Kafka Connect
Kafka Connect is a framework for streaming data between Apache Kafka and external systems — databases, search indexes, file systems, cloud storage, and more. Instead of writing custom producer/consumer code for every integration, you configure connectors declaratively.
This matters because data integration is where most engineering teams waste enormous amounts of time. Every team builds its own ETL scripts, cron jobs, and synchronization hacks. Kafka Connect replaces all of that with a standardized, fault-tolerant, scalable framework.
Related: Kafka Internals | Kafka Streams | Exactly-Once Semantics
Architecture
Key Concepts
| Concept | Description |
|---|---|
| Worker | JVM process that runs connectors and tasks |
| Connector | Plugin that defines how to connect to an external system |
| Task | Unit of parallelism within a connector (one task per partition/table) |
| Source Connector | Reads from external system, writes to Kafka |
| Sink Connector | Reads from Kafka, writes to external system |
| Converter | Serializes/deserializes records (JSON, Avro, Protobuf) |
| Transform (SMT) | Modifies records in-flight (single message transforms) |
Deployment Modes
| Mode | Description | Use Case |
|---|---|---|
| Standalone | Single worker process | Development, simple pipelines |
| Distributed | Multi-worker cluster with automatic task balancing | Production |
Connector Management (REST API)

▸ **WRITTEN PROBLEM 1**:
Return everything in the Kafka Connect text from "This matters because" down to "fault-tolerant, scalable framework.", word for word.
▸ **WRITTEN PROBLEM 2**:
Supply the next part of the Kafka Connect text, starting after the heading it ends on.
The lines that come after the Kafka Connect text are not needed for anything here.

▸ **RECORDS SUPPLIED**:
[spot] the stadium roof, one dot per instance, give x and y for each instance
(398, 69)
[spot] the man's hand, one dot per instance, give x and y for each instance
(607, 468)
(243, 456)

▸ **ANSWER 1**:
This matters because data integration is where most engineering teams waste enormous amounts of time. Every team builds its own ETL scripts, cron jobs, and synchronization hacks. Kafka Connect replaces all of that with a standardized, fault-tolerant, scalable framework.

▸ **ANSWER 2**:
Kafka Connect exposes a REST API for managing connectors.
| Endpoint | Method | Description |
|---|---|---|
/connectors | GET | List all connectors |
/connectors | POST | Create a new connector |
/connectors/{name} | GET | Get connector details |
/connectors/{name}/config | GET | Get connector config |
/connectors/{name}/config | PUT | Update connector config |
/connectors/{name}/status | GET | Get connector status |
/connectors/{name}/tasks | GET | List tasks |
/connectors/{name}/tasks/{id}/status | GET | Task status |
/connectors/{name}/restart | POST | Restart connector |
/connectors/{name}/tasks/{id}/restart | POST | Restart a specific task |
/connectors/{name}/pause | PUT | Pause connector |
/connectors/{name}/resume | PUT | Resume connector |
/connectors/{name} | DELETE | Delete connector |
/connector-plugins | GET | List installed plugins |
# List connectors
curl localhost:8083/connectors | jq
# Create connector
curl -X POST localhost:8083/connectors \
-H "Content-Type: application/json" \
-d @connector-config.json
# Check status
curl localhost:8083/connectors/my-connector/status | jq
# Restart failed task
curl -X POST localhost:8083/connectors/my-connector/tasks/0/restartSource Connectors
Debezium CDC (Change Data Capture)
Debezium reads the database's transaction log (WAL for PostgreSQL, binlog for MySQL) and produces a Kafka record for every row-level change. This is the gold standard for database-to-Kafka integration.
PostgreSQL
{
"name": "postgres-source",
"config": {
"connector.class": "io.debezium.connector.postgresql.PostgresConnector",
"database.hostname": "postgres",
"database.port": "5432",
"database.user": "debezium",
"database.password": "${file:/secrets/pg-password.txt:password}",
"database.dbname": "myapp",
"topic.prefix": "myapp",
"schema.include.list": "public",
"table.include.list": "public.users,public.orders",
"plugin.name": "pgoutput",
"slot.name": "debezium_slot",
"publication.name": "debezium_pub",
"heartbeat.interval.ms": "10000",
"snapshot.mode": "initial",
"key.converter": "io.confluent.connect.avro.AvroConverter",
"key.converter.schema.registry.url": "http://schema-registry:8081",
"value.converter": "io.confluent.connect.avro.AvroConverter",
"value.converter.schema.registry.url": "http://schema-registry:8081"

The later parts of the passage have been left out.